Written exercise: Reproduce every line of the entries below, requests included, but multiply each x and y coordinate in the answers by 2 and round the results to whole numbers, with halves rounded up.

Data extracted from a collection:
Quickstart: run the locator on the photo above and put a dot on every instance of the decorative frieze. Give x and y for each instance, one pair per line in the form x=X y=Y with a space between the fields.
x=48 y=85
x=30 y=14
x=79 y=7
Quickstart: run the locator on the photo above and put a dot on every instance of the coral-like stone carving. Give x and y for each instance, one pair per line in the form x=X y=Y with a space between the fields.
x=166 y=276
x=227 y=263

Written answer:
Quickstart: run the locator on the photo above and put a dot on every instance of the decorative frieze. Give x and y for each instance, one pair per line in the form x=X y=Y with a space between the fields.
x=96 y=170
x=60 y=28
x=158 y=14
Quickstart: run the locator on the photo above and put a dot on every instance of the coral-like stone carving. Give x and y for each instance, one pair per line in the form x=X y=Y with a space between the fields.
x=332 y=552
x=454 y=526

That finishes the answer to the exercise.